__What to produce__
In the items below, report each line that contains the string "track".

__Data for this task__
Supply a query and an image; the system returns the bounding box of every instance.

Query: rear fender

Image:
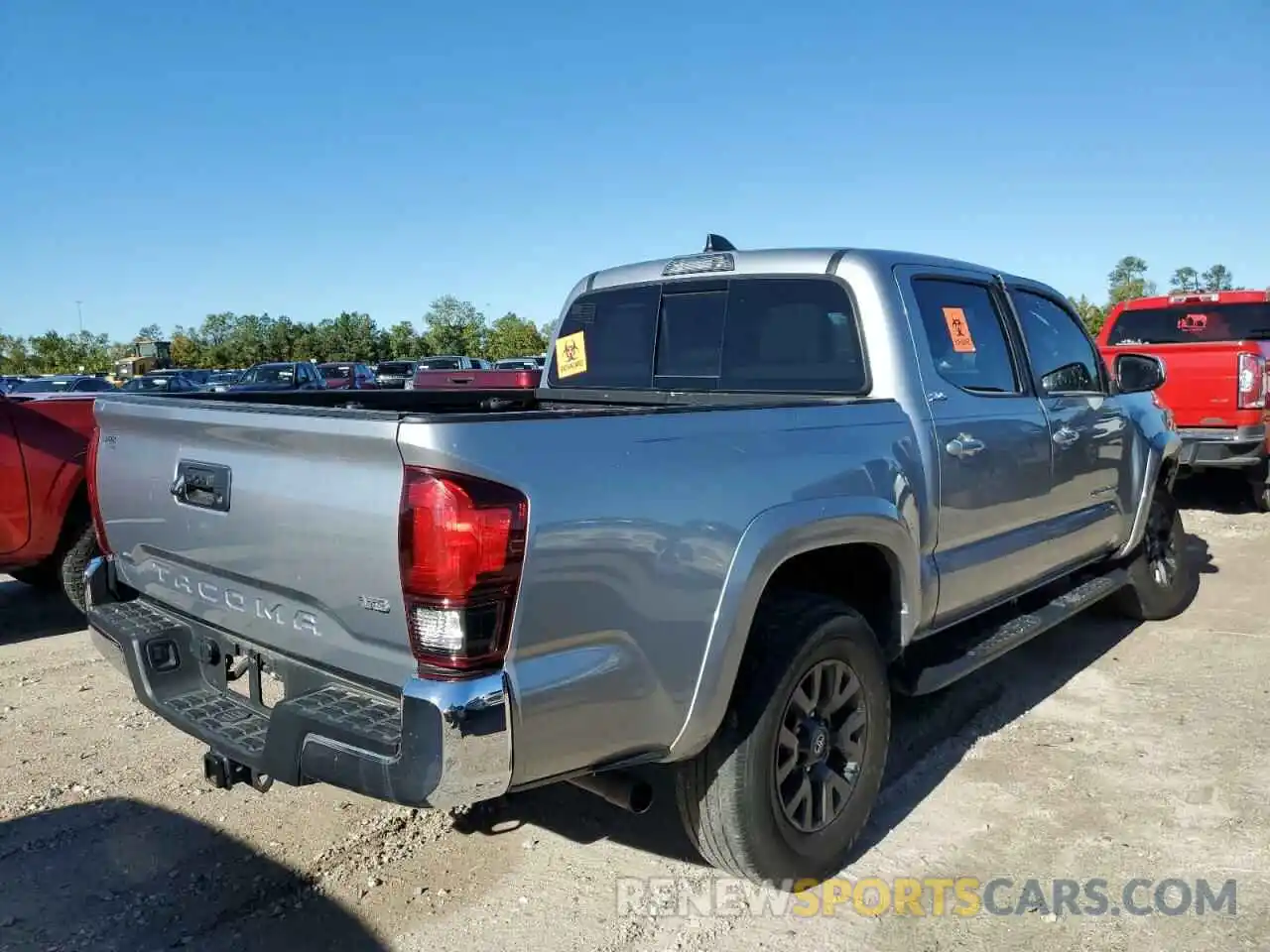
[1112,398,1183,558]
[668,496,921,761]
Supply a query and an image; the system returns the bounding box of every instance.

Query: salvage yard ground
[0,484,1270,952]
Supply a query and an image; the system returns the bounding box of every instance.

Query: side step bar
[893,568,1129,695]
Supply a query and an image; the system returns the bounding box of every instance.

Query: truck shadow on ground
[1174,470,1256,520]
[0,579,83,645]
[456,535,1216,865]
[0,798,387,952]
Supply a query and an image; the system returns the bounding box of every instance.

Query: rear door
[1008,282,1131,563]
[898,268,1053,625]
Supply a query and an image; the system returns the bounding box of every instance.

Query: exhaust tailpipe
[569,771,653,813]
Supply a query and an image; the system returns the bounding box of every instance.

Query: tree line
[0,255,1254,375]
[0,295,549,375]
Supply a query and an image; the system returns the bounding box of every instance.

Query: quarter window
[1011,291,1102,394]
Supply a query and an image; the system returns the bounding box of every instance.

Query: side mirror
[1115,354,1165,394]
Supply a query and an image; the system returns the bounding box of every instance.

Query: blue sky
[0,0,1270,336]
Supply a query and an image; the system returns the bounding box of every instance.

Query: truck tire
[1107,486,1199,622]
[676,593,890,890]
[58,526,98,612]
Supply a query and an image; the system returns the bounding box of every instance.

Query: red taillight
[1238,353,1266,410]
[399,466,530,675]
[83,426,110,554]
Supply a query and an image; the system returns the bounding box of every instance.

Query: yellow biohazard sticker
[557,330,586,377]
[944,307,974,354]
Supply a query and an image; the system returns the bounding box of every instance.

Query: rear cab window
[548,276,869,395]
[1106,299,1270,346]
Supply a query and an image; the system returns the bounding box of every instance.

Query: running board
[893,568,1129,695]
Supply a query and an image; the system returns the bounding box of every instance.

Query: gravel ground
[0,487,1270,952]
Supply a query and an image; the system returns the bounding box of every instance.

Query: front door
[899,269,1052,626]
[1010,282,1131,563]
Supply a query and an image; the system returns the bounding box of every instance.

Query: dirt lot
[0,487,1270,952]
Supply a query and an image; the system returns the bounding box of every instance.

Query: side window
[718,278,869,394]
[1010,291,1103,394]
[913,278,1019,394]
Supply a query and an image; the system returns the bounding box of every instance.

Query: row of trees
[0,296,549,375]
[0,262,1254,375]
[1072,255,1241,334]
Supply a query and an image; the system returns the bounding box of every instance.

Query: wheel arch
[668,496,921,761]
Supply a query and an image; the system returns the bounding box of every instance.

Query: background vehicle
[87,237,1198,884]
[119,373,202,394]
[9,373,114,396]
[375,361,418,390]
[404,354,488,390]
[318,362,378,390]
[114,339,172,384]
[0,395,98,611]
[207,371,242,393]
[1098,291,1270,512]
[227,361,326,394]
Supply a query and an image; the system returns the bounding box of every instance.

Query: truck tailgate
[96,398,414,685]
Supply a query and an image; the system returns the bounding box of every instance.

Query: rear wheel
[58,526,98,612]
[1108,486,1199,622]
[677,594,890,888]
[1248,480,1270,513]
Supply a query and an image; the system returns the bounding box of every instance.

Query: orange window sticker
[944,307,974,354]
[557,330,586,377]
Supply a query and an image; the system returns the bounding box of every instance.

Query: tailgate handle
[168,459,230,513]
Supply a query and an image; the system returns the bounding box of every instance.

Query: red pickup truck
[0,394,99,611]
[1098,291,1270,512]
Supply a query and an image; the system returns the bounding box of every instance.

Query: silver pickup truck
[86,236,1198,884]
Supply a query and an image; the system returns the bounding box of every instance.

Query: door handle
[944,432,984,458]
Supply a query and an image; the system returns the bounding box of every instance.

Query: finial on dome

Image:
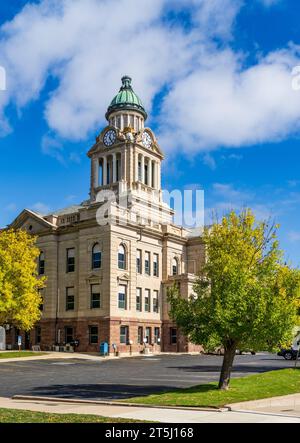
[121,75,132,88]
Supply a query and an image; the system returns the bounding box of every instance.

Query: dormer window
[118,245,126,269]
[172,257,178,275]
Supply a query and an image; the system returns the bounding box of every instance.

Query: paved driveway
[0,354,294,400]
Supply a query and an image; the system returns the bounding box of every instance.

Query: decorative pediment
[8,209,57,234]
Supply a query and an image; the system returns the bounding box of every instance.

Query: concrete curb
[12,395,229,412]
[225,394,300,411]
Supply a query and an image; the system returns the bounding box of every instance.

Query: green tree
[0,230,45,330]
[168,210,300,389]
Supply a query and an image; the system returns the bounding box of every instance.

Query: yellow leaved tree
[0,230,45,331]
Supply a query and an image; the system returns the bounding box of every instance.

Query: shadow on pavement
[30,384,178,400]
[168,364,284,374]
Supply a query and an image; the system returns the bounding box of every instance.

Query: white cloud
[161,46,300,152]
[288,231,300,242]
[0,0,300,158]
[258,0,282,8]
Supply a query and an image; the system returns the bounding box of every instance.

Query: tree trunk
[219,341,236,390]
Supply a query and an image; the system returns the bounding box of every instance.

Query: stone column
[157,163,161,189]
[102,156,107,186]
[148,158,152,188]
[135,152,139,182]
[93,158,99,188]
[113,153,117,183]
[141,155,145,183]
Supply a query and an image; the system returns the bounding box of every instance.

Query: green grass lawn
[126,369,300,407]
[0,409,145,423]
[0,351,46,359]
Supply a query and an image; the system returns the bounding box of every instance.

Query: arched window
[172,257,178,275]
[39,251,45,275]
[118,245,126,269]
[92,243,102,269]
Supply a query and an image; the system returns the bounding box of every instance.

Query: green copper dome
[105,75,147,120]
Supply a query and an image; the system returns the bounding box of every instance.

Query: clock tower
[88,76,173,222]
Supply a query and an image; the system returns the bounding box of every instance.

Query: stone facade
[7,77,204,354]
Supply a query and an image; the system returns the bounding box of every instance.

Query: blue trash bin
[100,342,108,356]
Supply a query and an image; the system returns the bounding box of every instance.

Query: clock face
[142,131,152,148]
[103,129,117,146]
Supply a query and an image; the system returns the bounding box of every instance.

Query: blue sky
[0,0,300,266]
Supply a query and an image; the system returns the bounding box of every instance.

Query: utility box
[100,342,108,357]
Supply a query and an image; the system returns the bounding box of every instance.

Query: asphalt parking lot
[0,353,295,400]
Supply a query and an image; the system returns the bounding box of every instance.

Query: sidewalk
[0,397,300,423]
[0,351,115,364]
[228,394,300,418]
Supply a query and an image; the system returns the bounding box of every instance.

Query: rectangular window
[153,291,159,313]
[35,326,42,345]
[91,285,101,309]
[66,287,75,311]
[92,245,102,269]
[89,326,99,345]
[65,326,74,343]
[145,327,151,345]
[145,252,150,275]
[39,252,45,275]
[67,248,75,272]
[138,326,144,345]
[154,328,160,344]
[153,254,159,277]
[118,285,127,309]
[145,289,150,312]
[136,288,142,312]
[38,289,44,311]
[170,328,177,345]
[120,326,129,345]
[136,249,142,274]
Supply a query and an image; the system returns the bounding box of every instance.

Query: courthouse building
[7,76,203,353]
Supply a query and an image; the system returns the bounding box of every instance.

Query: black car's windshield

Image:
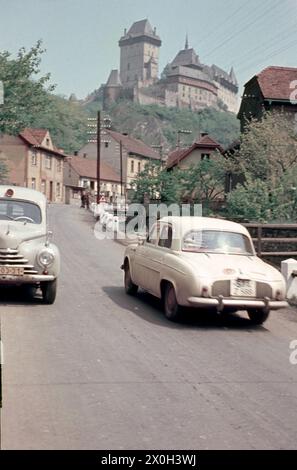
[0,199,41,224]
[182,230,254,255]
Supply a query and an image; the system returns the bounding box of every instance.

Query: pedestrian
[85,193,90,209]
[80,192,86,209]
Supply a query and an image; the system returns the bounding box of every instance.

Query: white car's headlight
[37,250,55,268]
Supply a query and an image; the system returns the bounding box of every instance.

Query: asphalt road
[0,206,297,449]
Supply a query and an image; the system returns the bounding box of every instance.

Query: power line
[193,3,246,49]
[201,0,280,56]
[229,19,297,67]
[239,39,297,73]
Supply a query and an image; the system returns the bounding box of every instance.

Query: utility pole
[96,111,101,204]
[88,111,111,204]
[120,140,123,197]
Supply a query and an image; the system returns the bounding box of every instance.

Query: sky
[0,0,297,99]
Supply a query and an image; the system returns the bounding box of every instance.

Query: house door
[49,181,53,202]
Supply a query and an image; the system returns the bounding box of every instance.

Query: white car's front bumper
[188,296,288,311]
[0,274,55,285]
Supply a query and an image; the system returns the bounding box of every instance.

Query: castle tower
[119,20,162,88]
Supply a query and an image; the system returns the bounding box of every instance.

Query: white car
[122,217,288,324]
[0,186,60,304]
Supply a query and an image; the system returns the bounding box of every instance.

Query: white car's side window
[146,224,158,245]
[159,225,172,248]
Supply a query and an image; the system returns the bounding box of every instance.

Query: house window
[31,150,37,166]
[41,180,46,194]
[45,155,52,170]
[159,225,172,248]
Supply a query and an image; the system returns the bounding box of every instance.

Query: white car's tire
[163,282,182,321]
[41,279,57,305]
[124,261,138,295]
[248,309,270,325]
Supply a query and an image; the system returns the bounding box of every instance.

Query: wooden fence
[242,223,297,258]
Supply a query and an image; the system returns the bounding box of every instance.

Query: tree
[227,112,297,222]
[0,41,54,134]
[233,111,297,188]
[227,165,297,223]
[134,153,225,207]
[183,152,226,206]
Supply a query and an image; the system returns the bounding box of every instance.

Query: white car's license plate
[0,266,24,276]
[230,279,256,297]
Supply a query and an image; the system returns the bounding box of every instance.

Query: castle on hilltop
[103,20,238,113]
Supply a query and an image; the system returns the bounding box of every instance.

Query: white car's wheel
[163,283,181,321]
[248,309,270,325]
[41,279,57,304]
[124,262,138,295]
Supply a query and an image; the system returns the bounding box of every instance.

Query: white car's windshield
[182,230,254,256]
[0,199,41,224]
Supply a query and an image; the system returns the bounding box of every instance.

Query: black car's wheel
[248,309,270,325]
[124,262,138,295]
[41,279,57,304]
[163,283,181,321]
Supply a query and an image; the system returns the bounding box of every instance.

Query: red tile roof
[167,135,223,168]
[106,130,160,160]
[68,156,121,183]
[256,67,297,100]
[27,128,48,145]
[19,127,66,157]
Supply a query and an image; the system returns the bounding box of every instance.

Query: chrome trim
[0,274,56,285]
[188,296,289,311]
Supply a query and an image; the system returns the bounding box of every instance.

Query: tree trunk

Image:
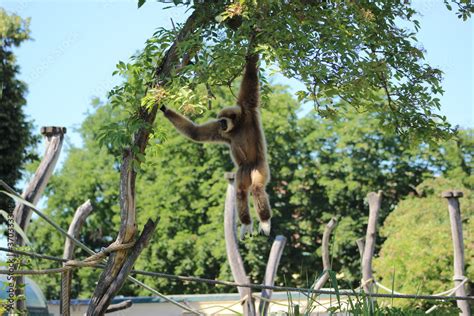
[87,9,209,316]
[314,218,337,290]
[258,235,286,316]
[442,191,471,316]
[13,127,66,311]
[59,200,92,316]
[224,173,257,316]
[362,191,382,294]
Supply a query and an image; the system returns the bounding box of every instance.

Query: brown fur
[162,55,271,233]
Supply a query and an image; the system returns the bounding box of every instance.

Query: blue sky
[0,0,474,145]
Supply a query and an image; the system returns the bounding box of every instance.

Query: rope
[374,277,469,296]
[198,295,248,315]
[0,247,474,301]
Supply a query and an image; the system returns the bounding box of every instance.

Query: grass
[286,271,459,316]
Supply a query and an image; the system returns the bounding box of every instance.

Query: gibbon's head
[217,106,241,133]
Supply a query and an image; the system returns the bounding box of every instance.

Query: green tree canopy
[374,174,474,305]
[105,0,474,154]
[0,8,38,214]
[30,83,467,298]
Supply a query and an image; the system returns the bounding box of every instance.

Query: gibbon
[160,54,272,238]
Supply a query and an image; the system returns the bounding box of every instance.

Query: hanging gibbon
[161,54,272,237]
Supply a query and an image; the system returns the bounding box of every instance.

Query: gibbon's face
[217,107,240,133]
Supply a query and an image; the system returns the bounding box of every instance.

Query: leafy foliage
[0,8,38,210]
[374,175,474,304]
[30,83,472,297]
[106,0,474,151]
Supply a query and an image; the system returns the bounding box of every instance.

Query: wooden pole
[314,217,337,290]
[362,191,382,294]
[87,5,209,316]
[13,126,66,311]
[356,238,365,260]
[441,191,471,316]
[224,172,257,316]
[258,235,286,316]
[59,200,92,316]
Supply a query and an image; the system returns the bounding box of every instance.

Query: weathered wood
[258,235,286,316]
[356,238,365,260]
[362,191,382,293]
[13,127,66,237]
[87,219,158,316]
[13,127,66,310]
[87,7,209,316]
[105,300,133,314]
[224,173,257,316]
[59,200,92,316]
[441,191,471,316]
[314,217,337,290]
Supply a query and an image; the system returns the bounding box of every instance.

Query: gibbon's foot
[258,219,272,236]
[240,223,253,240]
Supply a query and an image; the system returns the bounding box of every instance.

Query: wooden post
[87,6,209,316]
[362,191,382,294]
[356,238,365,260]
[59,200,92,316]
[441,191,471,316]
[314,217,337,290]
[13,126,66,311]
[224,172,257,316]
[258,235,286,316]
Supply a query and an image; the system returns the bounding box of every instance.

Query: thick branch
[362,191,382,293]
[88,6,212,315]
[59,200,92,316]
[105,300,132,314]
[13,127,66,310]
[224,173,256,316]
[13,127,66,237]
[87,220,158,315]
[258,235,286,316]
[314,218,337,290]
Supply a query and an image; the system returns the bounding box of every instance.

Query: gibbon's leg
[235,166,253,239]
[250,164,272,236]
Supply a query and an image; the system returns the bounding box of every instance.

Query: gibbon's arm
[160,106,228,143]
[237,54,260,108]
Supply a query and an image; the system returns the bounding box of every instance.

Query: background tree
[88,0,474,308]
[27,86,472,298]
[0,8,39,214]
[374,175,474,305]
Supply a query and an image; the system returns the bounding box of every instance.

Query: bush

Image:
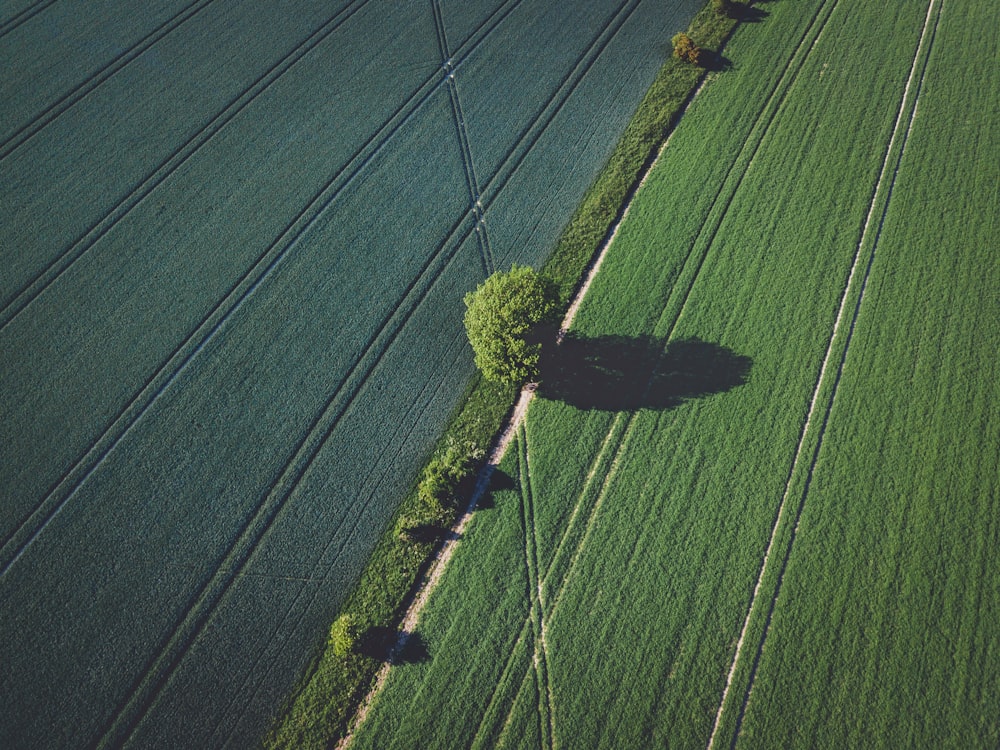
[671,32,701,65]
[330,613,360,657]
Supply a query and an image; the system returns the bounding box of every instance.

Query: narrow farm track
[0,0,540,577]
[0,0,652,578]
[340,5,852,736]
[519,423,555,750]
[0,0,58,37]
[205,334,474,747]
[0,0,376,331]
[206,333,465,747]
[74,5,688,744]
[431,0,496,276]
[708,0,943,750]
[0,0,215,163]
[0,0,652,577]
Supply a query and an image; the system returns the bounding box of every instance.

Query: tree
[671,32,701,65]
[712,0,732,16]
[417,446,472,521]
[465,266,559,384]
[330,612,360,657]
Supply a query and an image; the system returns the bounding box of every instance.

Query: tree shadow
[726,0,771,23]
[476,469,517,509]
[404,523,458,544]
[357,627,430,665]
[698,49,733,73]
[538,333,752,411]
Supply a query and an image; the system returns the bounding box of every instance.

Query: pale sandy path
[337,64,709,750]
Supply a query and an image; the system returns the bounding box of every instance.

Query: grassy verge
[265,7,737,748]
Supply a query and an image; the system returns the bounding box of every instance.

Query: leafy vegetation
[465,266,559,385]
[355,0,1000,748]
[267,2,735,748]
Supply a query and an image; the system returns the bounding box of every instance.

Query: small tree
[417,446,470,521]
[330,612,360,657]
[671,32,701,65]
[465,266,559,384]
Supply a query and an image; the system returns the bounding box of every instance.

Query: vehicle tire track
[0,0,636,578]
[708,0,943,750]
[338,0,838,736]
[478,0,642,211]
[431,0,496,276]
[520,421,555,750]
[205,333,474,747]
[0,0,376,331]
[0,0,57,37]
[0,0,522,578]
[0,0,523,331]
[0,0,215,162]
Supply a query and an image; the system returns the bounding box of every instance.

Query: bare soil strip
[708,0,940,750]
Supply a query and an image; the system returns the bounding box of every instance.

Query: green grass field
[354,0,1000,748]
[0,0,696,747]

__Exercise response__
Query: narrow farm track
Query: vehicle tire track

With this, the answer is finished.